→ Data

---+---

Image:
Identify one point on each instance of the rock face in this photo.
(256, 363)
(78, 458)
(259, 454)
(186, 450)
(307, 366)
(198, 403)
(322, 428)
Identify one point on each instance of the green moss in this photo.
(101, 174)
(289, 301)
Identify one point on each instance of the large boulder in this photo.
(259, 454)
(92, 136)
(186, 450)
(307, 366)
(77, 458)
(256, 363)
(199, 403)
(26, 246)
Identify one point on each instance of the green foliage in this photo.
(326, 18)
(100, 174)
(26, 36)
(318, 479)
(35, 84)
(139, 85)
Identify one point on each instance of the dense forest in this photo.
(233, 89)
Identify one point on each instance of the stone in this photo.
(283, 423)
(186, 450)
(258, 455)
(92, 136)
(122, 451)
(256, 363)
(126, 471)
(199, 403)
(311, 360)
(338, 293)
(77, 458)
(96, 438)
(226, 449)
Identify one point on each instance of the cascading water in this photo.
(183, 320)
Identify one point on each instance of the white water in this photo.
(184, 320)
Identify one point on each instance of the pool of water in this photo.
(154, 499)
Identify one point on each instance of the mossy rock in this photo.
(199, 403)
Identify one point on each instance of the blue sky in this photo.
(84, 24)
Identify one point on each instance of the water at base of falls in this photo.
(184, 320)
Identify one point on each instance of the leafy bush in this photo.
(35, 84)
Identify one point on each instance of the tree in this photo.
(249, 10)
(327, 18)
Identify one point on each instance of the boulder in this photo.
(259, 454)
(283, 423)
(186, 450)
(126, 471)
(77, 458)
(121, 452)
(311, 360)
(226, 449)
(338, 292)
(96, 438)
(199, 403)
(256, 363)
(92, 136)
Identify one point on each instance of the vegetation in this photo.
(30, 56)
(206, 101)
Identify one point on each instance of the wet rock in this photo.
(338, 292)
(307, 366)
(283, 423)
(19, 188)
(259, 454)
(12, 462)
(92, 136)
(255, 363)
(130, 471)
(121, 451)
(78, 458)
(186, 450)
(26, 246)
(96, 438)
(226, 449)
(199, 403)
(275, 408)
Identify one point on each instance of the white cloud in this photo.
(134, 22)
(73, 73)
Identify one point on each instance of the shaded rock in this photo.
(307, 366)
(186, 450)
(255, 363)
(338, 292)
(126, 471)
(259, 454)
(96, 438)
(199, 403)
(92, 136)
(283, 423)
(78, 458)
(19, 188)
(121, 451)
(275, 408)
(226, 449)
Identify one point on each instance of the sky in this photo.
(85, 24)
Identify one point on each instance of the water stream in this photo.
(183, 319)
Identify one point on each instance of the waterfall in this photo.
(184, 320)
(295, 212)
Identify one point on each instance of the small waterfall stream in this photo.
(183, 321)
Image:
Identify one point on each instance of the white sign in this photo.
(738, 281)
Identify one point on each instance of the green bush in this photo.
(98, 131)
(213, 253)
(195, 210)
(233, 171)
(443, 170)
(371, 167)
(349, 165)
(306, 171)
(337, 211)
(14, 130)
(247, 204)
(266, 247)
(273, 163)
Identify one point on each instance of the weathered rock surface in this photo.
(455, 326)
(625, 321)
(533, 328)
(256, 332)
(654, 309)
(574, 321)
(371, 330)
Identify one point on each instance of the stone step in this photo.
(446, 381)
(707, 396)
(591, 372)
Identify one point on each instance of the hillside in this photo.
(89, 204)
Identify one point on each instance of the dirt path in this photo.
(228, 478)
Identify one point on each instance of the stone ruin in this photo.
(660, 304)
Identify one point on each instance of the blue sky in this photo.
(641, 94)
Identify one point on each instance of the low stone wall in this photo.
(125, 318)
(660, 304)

---+---

Please write out, exactly as they appear, the lines from the line containing "Identify one point on each instance of the stone step" through the last line of the records above, both included.

→ Response area
Identify one point on each instance of the stone step in this photo.
(446, 381)
(707, 396)
(591, 372)
Identify one point on each instance of the hillside in this photo.
(89, 204)
Identify one point on each instance of the dirt path in this photo.
(228, 478)
Identify one point on each instance of the stone ruin in this photo.
(660, 304)
Identify one point on each instance of the blue sky in this photo.
(641, 94)
Identify one point on each instance of the low stone wall in this photo.
(125, 318)
(660, 304)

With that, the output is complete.